*OBJECTIVE*.
Answer these questions using the TFSA forum thread.
1. How much does chaudi say can be contributed per year?
2. Where does Cal suggest going to set up the account?
3. According to humble_pie, what is not recognized in TFSAs?

Start TEXT EXCERPT

# TFSA questions



## chaudi (Sep 10, 2009)

I was reading about this great way to invest tax. But thinking about it, it seems rather bizarre.
So you can contribute $5000 per year and now is 2 years so $10,000, it says you can invest in securities or GIC's.
_
"A wide range of investments can be made in a TFSA, such as, mutual funds, securities listed on a designated stock exchange, Guaranteed Investment Certificates (GICs) and bonds."_


How do you open a TFSA trading account? It would seem that every Canadian investor should take the 10k now and start and investing aggressively in the hope of creating a big tax free bubble. 

If you bubble bursts, say after inflating it to 100k in a few years, you can always fill it with your hard earned cash and now enjoy tax free income from it. So it seems that every stock trader would want to take advantage of to create a big enough personal bubble?


----------



## Cal (Jun 17, 2009)

Just go to a bank, or whoever you trade with. They will be glad to help you set it up.


----------



## andrewf (Mar 1, 2010)

I think you need to do some more thinking about investing.


----------



## humble_pie (Jun 7, 2009)

interestingly, chaudi has stumbled into the jackpot-winning tfsa strategy, which is to motor this small tax-free account into as large a capitalization as possible in as short a time frame as possible.

the problem for many investors is that this requires an aggressive approach with good market timing. At the same time, capital losses are not recognized in tfsas, which means that an aggressively-invested account could fizzle to nothing, while the investor could not even capture a tax loss from the sorry mess.

End TEXT EXCERPT
Start DATASET EXCERPT

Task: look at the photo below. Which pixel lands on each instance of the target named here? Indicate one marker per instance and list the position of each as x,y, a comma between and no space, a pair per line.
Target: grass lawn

End DATASET EXCERPT

*SOLUTION FOR THIS TASK*.
1. $5000.
2. A bank, or whoever you trade with.
3. Capital losses.